#### [SUPPLIED RECORDS]
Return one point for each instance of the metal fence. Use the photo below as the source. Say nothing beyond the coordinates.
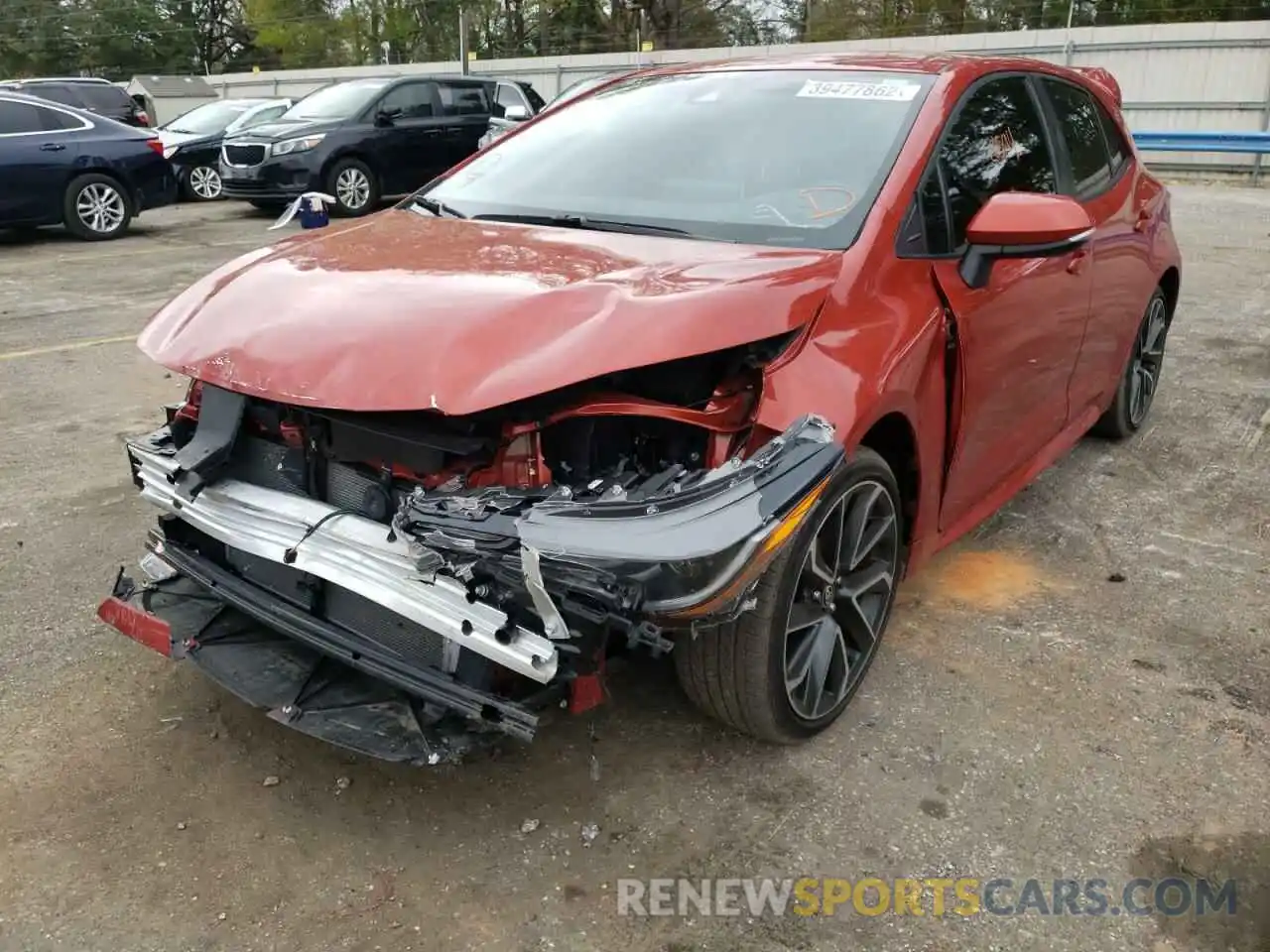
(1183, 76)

...

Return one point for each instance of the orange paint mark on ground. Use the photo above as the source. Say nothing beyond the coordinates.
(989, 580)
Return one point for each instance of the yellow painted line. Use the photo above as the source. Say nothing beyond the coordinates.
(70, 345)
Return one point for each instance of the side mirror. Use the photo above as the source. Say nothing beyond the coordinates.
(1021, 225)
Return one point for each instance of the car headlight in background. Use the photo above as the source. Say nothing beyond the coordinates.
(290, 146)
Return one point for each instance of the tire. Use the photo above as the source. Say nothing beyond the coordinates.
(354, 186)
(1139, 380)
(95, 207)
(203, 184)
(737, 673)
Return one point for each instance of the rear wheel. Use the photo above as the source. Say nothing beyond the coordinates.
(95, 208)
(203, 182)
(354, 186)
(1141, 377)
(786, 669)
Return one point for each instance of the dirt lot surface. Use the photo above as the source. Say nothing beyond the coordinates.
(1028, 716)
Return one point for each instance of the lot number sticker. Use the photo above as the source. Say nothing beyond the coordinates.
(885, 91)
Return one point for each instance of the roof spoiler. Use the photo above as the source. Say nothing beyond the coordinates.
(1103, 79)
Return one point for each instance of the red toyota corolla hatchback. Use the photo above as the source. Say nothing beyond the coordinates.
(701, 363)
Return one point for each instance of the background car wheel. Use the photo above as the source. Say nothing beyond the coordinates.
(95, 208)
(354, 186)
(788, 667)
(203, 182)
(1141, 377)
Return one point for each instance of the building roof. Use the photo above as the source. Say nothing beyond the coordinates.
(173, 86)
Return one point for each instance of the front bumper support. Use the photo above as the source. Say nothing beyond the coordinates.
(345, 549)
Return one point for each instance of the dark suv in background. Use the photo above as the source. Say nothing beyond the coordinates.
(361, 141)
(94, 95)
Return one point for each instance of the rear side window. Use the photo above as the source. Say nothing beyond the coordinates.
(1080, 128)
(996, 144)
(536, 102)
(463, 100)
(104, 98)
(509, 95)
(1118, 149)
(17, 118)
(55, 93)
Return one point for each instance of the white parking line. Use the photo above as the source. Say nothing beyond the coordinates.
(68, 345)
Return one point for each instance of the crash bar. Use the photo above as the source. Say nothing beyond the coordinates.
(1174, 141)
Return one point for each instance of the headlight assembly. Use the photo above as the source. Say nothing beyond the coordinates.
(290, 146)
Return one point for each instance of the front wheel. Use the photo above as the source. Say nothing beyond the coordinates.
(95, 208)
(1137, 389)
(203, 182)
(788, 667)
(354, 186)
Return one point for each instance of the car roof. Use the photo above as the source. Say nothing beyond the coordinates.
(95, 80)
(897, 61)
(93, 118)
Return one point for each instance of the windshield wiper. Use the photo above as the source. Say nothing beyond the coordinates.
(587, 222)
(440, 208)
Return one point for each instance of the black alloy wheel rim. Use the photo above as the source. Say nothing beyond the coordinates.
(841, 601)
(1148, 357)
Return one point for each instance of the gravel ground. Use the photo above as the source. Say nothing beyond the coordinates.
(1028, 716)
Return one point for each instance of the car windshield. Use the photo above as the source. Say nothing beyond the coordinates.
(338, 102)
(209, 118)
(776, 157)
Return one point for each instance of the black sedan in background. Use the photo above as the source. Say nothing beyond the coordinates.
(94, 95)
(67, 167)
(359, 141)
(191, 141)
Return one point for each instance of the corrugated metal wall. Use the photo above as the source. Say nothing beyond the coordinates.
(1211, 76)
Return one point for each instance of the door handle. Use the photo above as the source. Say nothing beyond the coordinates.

#### [ACTIVITY]
Of the lines above, output exactly those from the line bearing "Return one point for each instance of the car roof." through the line bearing "Return one point for each instance of the door", inclusive.

#### [TASK OUTPUT]
Return one point for each instance of the car roof. Use the photo above as the source. Say nothing beyond the coordinates.
(95, 80)
(897, 61)
(93, 118)
Return one point for each instance of the windshield wiper. Use the photo above as the source. Say nothing beyond the coordinates.
(587, 222)
(440, 208)
Return one point for each instance of the black alloy wheel rim. Use the photo above as the source. Say nothing beyond the coordinates.
(841, 601)
(1148, 357)
Return one point for each instance of the gravel ground. Use the photo above as the source. Say nothing beyond the coordinates.
(1028, 716)
Return one point for each instance of the car windshield. Use the photo above as the source. Say nothing beyond the coordinates.
(338, 102)
(209, 118)
(776, 157)
Return one point for each instance of the black sedan in background. Use the photo above as the source. Say nothing beyond the coordinates.
(94, 95)
(67, 167)
(359, 141)
(191, 141)
Return one point for each instance of the corrugated metal wall. Use the photo above as the source. Say nothing beyond the coordinates.
(1211, 76)
Return one point for each instance of the door handle. Use the photo above as the source. Say nothing beyond the coordinates.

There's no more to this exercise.